◆ Prompt A:
Answer these questions using the forum thread about fitting a snow plow to a half-ton truck:
(i) What year of business is the poster in?
(ii) What engine does the poster's truck have?
(iii) What engine and equipment did the Boss snow plow rep say the truck must have?
◆ Prompt B: Extend the forum thread about fitting a snow plow to a half-ton truck, starting after its last sentence.

◆ Source text:

# New member seeking some insight!!!



## Mountaindew117 (Nov 18, 2020)

Hello everyone and thanks for taking a look at my thread.

This is my second year in business. I mostly do residential mowing with some tree service, leaf clean up, and some light to medium hardscaping. I have been approached by several of my clients I mow for wanting snow removal service this coming winter season. My question to you guys that have been in the game for some time about where to even being looking for a plow for my truck.

2018 Ford F-150, Crewcab, 4x4, 5.5' bed, FGAWR 1565 KG (3450 LBS), 3.5l ecoboost V6, 1/2 ton. 

I have seen several brands out there claiming to have plows for 1/2 ton trucks but when you do their product selector tools or trying to talk to them about a plow they say they do not have a system that will work for 1/2 ton trucks or will refuse to continue to talk to me about other options about a plow for my truck. 

My question to you guys is what's your recommended systems that would work with my truck? I find it quite odd that my truck's current setup (motor, trans, & drive) can handle pulling 13,000 lbs around all day long but according to the Boss snow plow rep I talked to, the truck itself is completely incapable of plowing any amount of snow fall with a 3.5l eco v6 engine under the hood. It has to be a 5.0 V8 with snow plow prep kit installed or nothing.

(Dataset entries)
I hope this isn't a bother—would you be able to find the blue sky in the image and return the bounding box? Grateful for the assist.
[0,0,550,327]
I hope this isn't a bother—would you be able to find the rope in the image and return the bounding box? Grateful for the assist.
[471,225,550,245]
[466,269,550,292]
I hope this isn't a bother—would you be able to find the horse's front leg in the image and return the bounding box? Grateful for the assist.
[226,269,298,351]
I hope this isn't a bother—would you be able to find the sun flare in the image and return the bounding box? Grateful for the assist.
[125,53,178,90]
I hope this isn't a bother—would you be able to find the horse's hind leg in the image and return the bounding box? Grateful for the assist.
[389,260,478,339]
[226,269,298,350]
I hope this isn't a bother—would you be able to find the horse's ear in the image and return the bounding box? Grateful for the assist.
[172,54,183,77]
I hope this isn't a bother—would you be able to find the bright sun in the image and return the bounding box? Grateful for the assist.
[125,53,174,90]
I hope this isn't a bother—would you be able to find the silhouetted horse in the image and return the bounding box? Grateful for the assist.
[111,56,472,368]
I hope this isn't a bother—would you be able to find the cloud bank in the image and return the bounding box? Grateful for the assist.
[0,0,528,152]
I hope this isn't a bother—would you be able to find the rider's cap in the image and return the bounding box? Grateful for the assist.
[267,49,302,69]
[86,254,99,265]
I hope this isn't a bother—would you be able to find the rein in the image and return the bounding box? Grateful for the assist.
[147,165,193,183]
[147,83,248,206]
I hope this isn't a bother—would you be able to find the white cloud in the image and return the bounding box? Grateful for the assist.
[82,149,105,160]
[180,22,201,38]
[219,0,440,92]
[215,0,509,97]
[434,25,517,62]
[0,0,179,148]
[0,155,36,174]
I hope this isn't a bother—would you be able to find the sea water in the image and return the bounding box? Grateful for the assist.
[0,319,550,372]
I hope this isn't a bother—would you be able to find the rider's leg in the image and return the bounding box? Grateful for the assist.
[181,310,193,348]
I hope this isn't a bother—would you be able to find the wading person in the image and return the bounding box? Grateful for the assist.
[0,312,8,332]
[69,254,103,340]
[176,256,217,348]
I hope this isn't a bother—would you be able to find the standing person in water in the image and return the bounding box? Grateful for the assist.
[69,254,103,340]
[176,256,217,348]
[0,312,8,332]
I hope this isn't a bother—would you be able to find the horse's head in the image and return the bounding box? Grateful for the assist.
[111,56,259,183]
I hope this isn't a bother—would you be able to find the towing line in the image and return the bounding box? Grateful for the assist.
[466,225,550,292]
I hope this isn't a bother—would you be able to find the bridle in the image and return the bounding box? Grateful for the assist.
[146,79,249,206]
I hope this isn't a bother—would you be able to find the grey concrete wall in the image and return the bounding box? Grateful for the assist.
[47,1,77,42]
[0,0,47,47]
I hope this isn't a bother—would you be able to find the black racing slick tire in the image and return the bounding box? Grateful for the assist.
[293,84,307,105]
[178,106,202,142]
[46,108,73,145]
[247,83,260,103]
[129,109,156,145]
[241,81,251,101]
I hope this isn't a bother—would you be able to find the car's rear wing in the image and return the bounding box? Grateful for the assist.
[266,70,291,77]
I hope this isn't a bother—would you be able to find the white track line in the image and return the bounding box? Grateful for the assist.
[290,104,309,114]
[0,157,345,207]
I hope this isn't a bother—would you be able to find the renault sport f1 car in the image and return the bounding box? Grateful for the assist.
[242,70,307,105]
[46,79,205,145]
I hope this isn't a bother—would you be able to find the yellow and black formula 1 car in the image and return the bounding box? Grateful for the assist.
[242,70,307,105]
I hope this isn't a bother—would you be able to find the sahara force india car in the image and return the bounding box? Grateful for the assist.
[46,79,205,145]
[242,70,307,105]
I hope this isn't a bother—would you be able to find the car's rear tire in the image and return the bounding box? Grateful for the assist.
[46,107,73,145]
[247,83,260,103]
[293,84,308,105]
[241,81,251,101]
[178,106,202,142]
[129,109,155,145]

◆ Expected answer A:
(i) The second year.
(ii) A 3.5l EcoBoost V6.
(iii) A 5.0 V8 with a snow plow prep kit installed.

◆ Expected answer B:
I have seen several half ton f150's in my area that are ecos running the boss htx half ton plow and figured I would go with them but yeah my truck is completely incapable of pushing any amount of snow and there for they wouldn't recommend selling me any of their systems and actually hung up on me after their recommendation of not selling one to me at all. Not very good service Boss!!!

I know my last ditch option would be to go with a front 2" receiver hitch plow system for snow removal this season. I know its probably not the best option but was wondering your guys recommendations on this system for right now?

I'm looking at purchasing a new F250 in the next few years and I won't have this problem anymore but right now a new truck is not in the cards for this season or for the next few seasons and I have to use what I got. I mow 30 residential clients this season and all of them are wanting me to plow for them this year and I kinda don't want to loose out on the business to other rival companies in the area.

Let me know your guys thoughts and suggestions. All will be greatly accepted weather their negatives and or positives. Just running outta time to get a system ordered and put together.

Thanks everyone


----------



## Hydromaster (Jun 11, 2018)

Do you know that plow snow and towing a trailer are to different animals, right?

the plow is putting your truck over its safe weight ratings . 
Having said that There are polw /mounts,that will mount to your truck and people do plow with F150’s . 

For the negatives, it’s mid November and you’re just starting snow work?
this should’ve been something that was started the end of August beginning of September at the latest.

Can it be done yes I recommend a three-quarter ton but hey run what you got... but your truck is gonna be worth less when you go to trade it in on that 2500 in two years


----------



## Mountaindew117 (Nov 18, 2020)

Ok you completely misunderstood what I was implying, yes I know plowing and pulling are two completely different animals, I'm not an idiot by any means. You missed the point that I was trying to make. Boss plows told me on the phone that my truck is completely incapable of plowing any amount of snow fall period.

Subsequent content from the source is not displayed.